▶ Direction
Extract every line from the records below that contains the string "Dataset", matching its case exactly.

▶ Stored data entries

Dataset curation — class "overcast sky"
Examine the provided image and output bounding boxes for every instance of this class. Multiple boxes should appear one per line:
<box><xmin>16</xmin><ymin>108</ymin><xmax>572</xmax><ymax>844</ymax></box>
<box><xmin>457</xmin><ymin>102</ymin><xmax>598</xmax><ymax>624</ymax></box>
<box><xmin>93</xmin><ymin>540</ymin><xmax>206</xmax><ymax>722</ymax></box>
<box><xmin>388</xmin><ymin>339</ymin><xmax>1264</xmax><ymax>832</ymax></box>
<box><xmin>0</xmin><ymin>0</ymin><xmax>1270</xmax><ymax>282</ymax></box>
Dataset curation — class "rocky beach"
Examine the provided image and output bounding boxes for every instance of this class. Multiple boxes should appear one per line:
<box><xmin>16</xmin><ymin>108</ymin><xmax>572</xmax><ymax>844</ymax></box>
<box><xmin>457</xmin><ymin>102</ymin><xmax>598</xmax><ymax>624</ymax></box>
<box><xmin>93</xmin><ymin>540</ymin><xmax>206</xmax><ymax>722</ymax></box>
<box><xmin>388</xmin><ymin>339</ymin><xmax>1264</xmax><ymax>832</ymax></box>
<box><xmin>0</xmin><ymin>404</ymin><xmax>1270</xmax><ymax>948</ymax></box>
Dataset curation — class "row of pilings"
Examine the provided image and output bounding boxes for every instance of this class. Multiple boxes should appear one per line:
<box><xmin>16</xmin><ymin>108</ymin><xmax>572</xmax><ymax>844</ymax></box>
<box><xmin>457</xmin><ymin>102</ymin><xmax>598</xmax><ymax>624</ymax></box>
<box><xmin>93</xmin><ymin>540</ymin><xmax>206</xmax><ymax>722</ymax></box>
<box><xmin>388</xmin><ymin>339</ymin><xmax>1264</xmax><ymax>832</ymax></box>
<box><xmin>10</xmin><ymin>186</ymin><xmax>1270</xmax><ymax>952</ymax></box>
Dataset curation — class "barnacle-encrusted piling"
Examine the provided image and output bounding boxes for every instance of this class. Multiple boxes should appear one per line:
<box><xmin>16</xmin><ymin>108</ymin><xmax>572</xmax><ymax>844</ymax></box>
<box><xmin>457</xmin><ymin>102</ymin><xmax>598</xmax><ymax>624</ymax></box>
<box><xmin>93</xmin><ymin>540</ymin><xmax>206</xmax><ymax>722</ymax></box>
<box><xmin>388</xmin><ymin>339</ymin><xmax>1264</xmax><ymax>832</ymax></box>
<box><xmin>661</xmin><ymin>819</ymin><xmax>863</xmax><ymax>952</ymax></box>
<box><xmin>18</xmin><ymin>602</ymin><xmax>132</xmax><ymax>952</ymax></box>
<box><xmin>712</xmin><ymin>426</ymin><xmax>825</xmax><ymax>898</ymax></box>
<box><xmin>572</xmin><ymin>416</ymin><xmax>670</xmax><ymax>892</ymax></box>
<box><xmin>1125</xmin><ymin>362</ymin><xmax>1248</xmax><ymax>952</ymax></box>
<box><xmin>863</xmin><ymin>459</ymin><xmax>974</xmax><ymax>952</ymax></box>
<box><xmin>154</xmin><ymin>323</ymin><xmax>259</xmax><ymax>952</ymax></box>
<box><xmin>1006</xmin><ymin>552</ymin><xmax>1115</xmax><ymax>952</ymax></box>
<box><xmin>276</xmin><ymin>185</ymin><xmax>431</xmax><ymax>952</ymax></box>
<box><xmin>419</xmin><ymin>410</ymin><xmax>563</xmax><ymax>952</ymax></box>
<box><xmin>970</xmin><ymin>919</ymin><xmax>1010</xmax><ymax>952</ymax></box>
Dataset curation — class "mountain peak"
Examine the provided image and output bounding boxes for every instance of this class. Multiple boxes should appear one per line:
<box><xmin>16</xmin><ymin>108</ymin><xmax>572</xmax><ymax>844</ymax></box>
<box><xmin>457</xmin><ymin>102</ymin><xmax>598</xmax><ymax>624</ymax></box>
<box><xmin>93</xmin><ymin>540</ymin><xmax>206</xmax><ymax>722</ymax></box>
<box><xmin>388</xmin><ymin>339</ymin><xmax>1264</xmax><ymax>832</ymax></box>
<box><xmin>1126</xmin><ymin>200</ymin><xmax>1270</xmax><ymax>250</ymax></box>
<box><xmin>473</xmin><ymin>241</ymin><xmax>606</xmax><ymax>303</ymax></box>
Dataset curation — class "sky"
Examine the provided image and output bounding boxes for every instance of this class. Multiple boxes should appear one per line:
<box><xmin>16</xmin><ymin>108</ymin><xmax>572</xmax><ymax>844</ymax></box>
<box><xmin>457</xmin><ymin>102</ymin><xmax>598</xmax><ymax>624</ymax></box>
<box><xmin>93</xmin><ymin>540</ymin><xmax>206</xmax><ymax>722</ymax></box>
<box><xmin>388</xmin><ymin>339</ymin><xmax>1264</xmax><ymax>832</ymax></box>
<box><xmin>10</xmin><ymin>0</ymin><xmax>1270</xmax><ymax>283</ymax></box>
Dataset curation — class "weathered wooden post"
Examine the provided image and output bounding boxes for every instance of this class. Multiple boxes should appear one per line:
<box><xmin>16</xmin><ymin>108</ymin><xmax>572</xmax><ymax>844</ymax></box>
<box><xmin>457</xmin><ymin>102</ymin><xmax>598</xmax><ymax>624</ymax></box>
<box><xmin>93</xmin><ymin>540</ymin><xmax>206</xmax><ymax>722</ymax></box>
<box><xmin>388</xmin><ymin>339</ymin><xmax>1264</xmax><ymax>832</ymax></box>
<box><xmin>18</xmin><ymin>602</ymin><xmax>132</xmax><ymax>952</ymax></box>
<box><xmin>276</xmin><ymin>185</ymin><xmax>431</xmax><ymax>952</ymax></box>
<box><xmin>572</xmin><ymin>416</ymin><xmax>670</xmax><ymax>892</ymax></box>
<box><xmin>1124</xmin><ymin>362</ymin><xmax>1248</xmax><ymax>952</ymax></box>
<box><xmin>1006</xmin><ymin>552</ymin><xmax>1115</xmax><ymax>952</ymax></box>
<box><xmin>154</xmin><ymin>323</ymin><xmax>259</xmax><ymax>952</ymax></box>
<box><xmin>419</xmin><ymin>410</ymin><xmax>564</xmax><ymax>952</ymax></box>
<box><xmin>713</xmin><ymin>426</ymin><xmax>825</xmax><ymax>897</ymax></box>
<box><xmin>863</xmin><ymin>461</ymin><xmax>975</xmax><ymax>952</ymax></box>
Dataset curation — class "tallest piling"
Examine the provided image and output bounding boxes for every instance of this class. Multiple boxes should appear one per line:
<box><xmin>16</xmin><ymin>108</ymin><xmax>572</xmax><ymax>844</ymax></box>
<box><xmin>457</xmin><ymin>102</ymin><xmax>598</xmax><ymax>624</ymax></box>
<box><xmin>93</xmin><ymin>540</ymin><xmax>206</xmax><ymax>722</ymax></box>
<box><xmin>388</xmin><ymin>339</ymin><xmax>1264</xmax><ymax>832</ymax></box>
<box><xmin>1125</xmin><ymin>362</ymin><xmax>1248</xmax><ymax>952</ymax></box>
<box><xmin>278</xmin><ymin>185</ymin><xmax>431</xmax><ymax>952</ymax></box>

▶ Expected answer
Dataset curation — class "overcast sky"
Dataset curation — class "rocky beach"
Dataset curation — class "row of pilings"
Dataset curation — class "barnacle-encrusted piling"
Dataset curation — class "mountain peak"
Dataset curation — class "sky"
Dataset curation — class "weathered wooden post"
Dataset curation — class "tallest piling"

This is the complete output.